• _Exercise directions_
Please repeat the lines of the data below, starting at the line that contains "Put a point on every instance of the low-hanging" and ending at the line that contains "<point>80,61</point>", with "cloud" swapped for "fog bank" and nothing else changed.

• _Stored entries_
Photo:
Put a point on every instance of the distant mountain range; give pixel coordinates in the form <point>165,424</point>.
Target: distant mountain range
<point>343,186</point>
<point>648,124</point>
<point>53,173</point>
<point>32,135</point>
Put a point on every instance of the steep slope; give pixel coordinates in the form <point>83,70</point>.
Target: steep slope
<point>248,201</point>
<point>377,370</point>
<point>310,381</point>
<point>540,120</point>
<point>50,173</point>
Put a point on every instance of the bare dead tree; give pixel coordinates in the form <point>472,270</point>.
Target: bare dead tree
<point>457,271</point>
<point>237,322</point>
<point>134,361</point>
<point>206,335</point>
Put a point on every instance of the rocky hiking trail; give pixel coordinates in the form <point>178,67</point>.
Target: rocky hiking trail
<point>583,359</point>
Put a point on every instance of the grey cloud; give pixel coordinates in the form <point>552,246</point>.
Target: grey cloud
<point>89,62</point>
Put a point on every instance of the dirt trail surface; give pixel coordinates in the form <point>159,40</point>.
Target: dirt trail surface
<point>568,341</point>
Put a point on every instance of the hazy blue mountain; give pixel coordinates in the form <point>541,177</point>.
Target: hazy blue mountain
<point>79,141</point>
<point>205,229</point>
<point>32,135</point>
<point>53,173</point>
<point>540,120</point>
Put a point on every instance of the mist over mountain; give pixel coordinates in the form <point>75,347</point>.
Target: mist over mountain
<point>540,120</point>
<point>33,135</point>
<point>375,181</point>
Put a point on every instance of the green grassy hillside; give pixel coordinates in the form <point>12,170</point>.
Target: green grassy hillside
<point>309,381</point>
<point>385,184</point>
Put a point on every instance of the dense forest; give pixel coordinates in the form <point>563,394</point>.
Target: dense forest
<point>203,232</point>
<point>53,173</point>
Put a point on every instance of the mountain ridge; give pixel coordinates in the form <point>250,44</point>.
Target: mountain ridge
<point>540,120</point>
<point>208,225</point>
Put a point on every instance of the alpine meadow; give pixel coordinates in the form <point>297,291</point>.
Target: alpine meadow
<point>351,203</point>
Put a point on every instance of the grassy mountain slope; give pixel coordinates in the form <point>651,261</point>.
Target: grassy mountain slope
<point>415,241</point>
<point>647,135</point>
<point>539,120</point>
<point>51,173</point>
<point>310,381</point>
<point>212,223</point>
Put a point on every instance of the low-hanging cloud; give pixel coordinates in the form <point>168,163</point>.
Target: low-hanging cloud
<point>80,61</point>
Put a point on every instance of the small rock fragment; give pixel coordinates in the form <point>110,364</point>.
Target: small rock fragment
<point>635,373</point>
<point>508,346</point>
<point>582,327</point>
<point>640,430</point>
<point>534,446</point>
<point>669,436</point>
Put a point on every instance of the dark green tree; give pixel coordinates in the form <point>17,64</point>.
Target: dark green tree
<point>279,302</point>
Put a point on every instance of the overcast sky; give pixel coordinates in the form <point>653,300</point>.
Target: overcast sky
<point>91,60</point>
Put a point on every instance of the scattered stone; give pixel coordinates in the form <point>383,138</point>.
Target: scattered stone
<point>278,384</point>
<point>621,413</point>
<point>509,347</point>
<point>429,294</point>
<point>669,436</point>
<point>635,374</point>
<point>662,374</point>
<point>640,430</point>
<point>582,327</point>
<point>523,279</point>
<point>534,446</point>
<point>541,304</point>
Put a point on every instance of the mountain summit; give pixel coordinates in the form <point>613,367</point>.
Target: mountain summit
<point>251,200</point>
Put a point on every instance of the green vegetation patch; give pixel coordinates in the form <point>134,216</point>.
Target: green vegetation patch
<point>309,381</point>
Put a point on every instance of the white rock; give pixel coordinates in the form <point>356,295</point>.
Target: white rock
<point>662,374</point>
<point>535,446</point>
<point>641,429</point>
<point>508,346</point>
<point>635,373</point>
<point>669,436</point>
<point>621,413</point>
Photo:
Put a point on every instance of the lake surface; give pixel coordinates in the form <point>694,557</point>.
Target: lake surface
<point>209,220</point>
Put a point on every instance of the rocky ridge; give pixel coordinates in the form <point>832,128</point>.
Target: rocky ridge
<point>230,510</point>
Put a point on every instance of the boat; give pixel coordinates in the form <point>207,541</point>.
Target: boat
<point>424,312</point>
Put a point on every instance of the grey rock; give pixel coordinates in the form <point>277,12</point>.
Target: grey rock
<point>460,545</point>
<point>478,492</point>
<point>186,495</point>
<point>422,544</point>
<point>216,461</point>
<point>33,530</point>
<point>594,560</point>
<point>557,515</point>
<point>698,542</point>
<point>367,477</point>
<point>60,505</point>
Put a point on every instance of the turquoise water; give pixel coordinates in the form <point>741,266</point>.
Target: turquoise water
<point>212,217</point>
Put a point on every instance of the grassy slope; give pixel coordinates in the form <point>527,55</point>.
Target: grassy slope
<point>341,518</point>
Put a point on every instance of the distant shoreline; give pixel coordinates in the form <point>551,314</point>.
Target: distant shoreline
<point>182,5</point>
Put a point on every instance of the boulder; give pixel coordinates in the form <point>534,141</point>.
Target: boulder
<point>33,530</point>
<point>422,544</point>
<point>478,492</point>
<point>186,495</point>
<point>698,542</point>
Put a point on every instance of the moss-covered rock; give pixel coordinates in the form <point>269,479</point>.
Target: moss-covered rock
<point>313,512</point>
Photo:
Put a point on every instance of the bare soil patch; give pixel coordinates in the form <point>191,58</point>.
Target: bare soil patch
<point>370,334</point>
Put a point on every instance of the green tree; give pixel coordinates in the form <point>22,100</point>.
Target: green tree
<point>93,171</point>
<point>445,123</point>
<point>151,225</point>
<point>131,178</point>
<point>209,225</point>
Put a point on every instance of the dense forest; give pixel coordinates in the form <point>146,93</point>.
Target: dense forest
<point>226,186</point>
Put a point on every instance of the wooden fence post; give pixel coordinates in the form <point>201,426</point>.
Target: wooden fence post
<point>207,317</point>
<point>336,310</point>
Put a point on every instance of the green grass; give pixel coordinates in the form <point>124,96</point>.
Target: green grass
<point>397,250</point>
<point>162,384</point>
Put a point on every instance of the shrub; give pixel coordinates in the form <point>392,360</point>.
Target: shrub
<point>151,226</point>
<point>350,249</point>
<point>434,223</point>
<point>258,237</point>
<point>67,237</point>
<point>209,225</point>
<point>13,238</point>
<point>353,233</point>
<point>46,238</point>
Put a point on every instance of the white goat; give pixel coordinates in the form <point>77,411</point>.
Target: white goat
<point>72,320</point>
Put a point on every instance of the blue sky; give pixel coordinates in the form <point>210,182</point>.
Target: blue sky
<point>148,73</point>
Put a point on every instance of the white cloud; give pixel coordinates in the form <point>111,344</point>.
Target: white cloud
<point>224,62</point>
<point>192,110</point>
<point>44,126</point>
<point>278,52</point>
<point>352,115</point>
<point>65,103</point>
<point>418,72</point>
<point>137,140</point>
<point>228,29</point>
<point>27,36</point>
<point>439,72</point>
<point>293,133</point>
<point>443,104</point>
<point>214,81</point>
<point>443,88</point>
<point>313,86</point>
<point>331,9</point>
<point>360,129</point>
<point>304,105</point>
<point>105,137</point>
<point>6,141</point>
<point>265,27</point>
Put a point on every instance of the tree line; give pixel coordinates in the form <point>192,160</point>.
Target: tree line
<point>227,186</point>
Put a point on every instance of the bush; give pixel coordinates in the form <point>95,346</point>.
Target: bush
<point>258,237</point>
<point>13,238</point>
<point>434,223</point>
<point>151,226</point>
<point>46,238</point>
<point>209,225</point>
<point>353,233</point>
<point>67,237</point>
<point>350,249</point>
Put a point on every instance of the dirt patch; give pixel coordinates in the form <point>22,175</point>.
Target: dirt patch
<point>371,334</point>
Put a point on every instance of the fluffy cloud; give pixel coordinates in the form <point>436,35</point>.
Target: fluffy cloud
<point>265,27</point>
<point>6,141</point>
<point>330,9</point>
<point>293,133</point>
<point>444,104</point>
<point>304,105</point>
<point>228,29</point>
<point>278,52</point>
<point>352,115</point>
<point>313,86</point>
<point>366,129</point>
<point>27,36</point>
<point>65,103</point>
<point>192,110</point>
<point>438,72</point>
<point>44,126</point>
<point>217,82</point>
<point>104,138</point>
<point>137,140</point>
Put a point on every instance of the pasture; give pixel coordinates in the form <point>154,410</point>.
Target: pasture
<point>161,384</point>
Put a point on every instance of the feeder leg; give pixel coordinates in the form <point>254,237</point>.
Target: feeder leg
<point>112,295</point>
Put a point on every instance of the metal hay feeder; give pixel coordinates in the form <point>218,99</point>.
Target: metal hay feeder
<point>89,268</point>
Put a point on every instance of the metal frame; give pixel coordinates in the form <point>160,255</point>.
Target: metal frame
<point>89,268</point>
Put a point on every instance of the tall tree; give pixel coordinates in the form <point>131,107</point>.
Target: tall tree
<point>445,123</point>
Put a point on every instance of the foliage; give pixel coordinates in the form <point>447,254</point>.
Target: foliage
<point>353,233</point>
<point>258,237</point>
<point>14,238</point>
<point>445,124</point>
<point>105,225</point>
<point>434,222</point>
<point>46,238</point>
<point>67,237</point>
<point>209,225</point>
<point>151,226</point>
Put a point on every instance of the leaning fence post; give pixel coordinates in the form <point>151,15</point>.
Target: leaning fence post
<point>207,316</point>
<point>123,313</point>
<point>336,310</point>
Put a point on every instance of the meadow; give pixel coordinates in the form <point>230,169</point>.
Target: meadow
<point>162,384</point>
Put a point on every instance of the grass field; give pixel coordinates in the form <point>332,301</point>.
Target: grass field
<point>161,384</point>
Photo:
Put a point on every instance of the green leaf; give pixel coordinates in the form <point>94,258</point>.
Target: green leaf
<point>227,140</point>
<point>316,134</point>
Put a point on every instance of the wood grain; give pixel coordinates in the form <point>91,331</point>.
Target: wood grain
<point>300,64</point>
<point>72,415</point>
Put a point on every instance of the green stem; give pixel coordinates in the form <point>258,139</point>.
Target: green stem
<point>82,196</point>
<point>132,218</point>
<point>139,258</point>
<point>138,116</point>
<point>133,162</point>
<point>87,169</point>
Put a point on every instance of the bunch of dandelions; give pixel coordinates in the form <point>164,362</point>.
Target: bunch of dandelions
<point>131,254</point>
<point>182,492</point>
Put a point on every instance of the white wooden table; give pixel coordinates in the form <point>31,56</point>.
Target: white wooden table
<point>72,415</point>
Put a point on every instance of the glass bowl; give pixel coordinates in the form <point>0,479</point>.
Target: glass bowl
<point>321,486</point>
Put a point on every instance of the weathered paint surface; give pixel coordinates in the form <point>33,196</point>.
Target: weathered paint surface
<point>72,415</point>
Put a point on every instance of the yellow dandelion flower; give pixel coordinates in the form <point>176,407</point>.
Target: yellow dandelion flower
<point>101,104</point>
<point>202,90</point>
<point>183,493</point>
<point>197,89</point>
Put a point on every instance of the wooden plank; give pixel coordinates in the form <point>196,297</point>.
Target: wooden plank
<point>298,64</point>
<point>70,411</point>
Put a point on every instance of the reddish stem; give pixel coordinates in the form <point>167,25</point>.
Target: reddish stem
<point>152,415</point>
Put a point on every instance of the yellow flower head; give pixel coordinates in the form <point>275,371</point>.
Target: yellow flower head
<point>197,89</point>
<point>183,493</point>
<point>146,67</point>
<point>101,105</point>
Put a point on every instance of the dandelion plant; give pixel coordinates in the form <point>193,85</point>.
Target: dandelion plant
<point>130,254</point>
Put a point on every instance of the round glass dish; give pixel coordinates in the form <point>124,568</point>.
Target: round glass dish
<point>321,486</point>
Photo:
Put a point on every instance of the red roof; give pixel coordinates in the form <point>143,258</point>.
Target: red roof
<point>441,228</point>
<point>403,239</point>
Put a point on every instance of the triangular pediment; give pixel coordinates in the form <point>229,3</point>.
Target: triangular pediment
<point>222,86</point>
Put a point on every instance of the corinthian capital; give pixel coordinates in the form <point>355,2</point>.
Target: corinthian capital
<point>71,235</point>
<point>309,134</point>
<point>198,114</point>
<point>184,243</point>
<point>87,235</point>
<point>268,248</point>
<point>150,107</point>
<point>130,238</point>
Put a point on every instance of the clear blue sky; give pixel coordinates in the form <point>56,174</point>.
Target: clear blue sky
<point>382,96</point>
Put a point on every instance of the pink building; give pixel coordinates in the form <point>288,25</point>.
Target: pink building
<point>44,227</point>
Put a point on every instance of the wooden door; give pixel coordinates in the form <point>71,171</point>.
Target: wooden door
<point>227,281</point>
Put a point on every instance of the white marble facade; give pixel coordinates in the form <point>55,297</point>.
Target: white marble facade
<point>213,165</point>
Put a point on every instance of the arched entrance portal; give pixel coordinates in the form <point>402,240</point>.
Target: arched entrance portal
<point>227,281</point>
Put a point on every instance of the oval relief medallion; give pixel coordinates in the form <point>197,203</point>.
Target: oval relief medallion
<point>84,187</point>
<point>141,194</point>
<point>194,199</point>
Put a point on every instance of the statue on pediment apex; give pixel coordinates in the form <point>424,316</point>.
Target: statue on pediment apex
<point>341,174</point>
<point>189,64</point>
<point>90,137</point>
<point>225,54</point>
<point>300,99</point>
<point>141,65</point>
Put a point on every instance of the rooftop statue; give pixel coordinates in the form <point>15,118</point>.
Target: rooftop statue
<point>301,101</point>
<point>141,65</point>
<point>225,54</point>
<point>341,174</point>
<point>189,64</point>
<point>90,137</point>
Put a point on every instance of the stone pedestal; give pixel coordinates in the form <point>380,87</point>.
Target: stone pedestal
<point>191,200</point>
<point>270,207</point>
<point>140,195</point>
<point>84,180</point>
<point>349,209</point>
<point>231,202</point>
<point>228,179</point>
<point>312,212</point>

• _The output_
Put a point on every instance of the low-hanging fog bank; give pixel coordinates in the form <point>168,163</point>.
Target: low-hanging fog bank
<point>80,61</point>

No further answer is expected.